(Natural language region descriptions)
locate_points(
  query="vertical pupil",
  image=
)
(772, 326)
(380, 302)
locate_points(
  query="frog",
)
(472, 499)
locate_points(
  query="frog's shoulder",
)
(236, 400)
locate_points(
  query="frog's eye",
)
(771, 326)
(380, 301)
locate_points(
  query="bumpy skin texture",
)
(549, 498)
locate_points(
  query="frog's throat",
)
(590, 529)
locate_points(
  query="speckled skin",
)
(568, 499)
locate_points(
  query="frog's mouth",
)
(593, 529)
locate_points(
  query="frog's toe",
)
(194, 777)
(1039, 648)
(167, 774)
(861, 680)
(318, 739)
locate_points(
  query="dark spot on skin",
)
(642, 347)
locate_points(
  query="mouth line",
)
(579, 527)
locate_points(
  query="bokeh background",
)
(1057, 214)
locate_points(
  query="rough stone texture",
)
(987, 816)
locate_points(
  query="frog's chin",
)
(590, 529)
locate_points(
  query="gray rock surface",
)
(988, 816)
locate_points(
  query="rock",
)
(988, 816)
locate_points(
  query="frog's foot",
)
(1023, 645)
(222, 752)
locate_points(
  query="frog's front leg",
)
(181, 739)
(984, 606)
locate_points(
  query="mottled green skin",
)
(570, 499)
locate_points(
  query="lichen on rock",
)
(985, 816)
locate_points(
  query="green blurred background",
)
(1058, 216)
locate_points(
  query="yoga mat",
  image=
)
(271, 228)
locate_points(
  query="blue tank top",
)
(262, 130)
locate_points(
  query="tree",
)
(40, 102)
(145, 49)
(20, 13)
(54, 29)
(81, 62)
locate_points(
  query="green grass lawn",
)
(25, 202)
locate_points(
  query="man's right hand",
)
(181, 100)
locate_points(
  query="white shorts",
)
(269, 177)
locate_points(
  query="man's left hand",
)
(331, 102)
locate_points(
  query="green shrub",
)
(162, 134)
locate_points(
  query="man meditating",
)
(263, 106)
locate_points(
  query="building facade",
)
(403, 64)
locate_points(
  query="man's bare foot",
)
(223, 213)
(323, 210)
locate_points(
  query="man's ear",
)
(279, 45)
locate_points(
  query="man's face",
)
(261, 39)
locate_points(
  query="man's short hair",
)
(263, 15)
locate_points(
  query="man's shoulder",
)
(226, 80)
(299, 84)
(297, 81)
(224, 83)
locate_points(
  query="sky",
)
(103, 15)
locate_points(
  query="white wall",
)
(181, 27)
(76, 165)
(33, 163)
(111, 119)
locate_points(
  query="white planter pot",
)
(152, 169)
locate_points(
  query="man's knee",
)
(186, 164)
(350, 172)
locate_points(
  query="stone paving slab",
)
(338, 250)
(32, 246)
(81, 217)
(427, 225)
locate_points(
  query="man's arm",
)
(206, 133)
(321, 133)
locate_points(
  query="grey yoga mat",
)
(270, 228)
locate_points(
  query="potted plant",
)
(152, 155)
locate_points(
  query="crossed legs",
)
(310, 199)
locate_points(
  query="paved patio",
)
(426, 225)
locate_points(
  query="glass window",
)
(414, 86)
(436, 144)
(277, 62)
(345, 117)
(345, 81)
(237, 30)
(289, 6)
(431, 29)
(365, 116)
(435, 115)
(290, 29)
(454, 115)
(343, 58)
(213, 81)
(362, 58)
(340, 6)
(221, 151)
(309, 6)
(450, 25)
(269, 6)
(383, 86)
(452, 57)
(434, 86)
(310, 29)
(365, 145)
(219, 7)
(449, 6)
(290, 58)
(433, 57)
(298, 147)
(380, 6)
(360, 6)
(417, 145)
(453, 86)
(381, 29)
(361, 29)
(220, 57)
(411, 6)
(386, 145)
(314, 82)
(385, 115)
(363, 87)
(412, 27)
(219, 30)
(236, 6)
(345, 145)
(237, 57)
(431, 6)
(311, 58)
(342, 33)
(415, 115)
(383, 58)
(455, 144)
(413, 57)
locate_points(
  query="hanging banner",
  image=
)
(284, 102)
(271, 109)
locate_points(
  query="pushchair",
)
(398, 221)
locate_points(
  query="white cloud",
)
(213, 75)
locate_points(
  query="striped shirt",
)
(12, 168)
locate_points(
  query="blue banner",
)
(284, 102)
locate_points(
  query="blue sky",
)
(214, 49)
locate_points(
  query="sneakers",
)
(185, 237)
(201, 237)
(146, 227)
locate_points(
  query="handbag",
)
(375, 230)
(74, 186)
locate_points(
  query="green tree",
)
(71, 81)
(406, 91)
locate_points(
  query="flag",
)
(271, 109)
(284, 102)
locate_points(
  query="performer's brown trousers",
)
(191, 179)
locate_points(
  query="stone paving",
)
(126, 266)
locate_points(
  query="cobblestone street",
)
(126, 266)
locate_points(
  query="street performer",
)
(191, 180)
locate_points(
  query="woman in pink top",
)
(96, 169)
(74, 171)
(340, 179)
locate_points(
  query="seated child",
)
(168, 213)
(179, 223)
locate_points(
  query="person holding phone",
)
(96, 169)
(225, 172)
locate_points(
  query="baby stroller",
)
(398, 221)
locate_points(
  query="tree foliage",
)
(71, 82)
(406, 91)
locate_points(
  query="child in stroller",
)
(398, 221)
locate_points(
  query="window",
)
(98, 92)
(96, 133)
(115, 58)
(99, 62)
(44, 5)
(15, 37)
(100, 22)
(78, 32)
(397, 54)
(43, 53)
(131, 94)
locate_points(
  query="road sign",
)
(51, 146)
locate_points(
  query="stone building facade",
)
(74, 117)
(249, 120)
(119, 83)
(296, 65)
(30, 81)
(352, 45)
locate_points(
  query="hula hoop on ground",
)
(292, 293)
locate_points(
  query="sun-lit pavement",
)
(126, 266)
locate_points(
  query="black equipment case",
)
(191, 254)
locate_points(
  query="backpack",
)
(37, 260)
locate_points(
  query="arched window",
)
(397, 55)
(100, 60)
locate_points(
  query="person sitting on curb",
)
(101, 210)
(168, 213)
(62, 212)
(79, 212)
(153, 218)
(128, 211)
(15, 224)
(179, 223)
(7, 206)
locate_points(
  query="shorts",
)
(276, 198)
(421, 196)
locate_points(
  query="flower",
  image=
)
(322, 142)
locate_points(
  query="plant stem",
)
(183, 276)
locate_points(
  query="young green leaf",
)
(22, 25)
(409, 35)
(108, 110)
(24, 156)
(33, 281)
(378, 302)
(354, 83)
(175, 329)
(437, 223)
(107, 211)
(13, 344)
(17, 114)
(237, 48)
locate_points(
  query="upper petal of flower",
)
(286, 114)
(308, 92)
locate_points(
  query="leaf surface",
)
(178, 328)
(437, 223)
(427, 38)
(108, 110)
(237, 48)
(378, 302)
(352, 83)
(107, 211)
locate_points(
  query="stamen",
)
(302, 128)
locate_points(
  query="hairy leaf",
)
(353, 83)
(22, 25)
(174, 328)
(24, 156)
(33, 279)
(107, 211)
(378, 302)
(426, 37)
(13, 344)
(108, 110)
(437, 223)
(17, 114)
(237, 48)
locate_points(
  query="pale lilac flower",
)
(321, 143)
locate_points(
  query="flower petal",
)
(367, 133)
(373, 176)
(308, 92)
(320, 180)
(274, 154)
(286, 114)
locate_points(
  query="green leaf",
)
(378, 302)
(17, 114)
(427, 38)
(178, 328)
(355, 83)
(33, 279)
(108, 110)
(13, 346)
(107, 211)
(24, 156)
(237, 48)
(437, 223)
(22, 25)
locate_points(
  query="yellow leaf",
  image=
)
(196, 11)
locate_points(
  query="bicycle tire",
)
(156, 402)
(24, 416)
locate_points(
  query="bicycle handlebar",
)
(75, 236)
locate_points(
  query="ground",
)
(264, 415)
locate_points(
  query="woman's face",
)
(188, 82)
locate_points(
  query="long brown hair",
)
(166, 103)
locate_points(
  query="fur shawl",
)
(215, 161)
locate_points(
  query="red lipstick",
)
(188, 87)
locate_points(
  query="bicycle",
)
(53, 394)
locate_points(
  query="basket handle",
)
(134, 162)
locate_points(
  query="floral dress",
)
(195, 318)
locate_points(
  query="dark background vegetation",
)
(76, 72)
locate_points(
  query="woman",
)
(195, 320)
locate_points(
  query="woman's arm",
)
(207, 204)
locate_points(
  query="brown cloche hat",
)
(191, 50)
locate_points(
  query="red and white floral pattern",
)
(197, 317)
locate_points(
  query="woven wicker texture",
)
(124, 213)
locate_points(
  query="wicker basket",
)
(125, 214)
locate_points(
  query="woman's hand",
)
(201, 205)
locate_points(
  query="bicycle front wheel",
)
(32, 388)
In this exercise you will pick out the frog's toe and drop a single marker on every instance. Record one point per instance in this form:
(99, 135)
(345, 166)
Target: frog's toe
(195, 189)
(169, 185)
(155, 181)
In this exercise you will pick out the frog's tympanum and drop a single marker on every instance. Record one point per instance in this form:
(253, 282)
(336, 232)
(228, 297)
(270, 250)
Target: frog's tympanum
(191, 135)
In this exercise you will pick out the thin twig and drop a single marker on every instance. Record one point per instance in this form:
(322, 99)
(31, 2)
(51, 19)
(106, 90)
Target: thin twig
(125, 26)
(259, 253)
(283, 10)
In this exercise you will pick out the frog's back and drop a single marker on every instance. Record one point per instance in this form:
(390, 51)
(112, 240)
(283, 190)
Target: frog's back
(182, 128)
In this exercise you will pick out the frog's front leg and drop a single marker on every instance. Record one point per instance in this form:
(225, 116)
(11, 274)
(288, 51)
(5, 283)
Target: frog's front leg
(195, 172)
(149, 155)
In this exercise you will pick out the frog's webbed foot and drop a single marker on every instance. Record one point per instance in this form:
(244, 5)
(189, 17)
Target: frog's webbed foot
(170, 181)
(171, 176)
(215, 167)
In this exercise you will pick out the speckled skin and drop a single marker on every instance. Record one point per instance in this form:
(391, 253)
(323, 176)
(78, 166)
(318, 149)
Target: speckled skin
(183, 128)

_TRY IT_: As you read the records above, find each line that contains "blue" and copy it.

_SOLVED PROBLEM_:
  query="blue tank top",
  query="blue banner",
  query="blue sky",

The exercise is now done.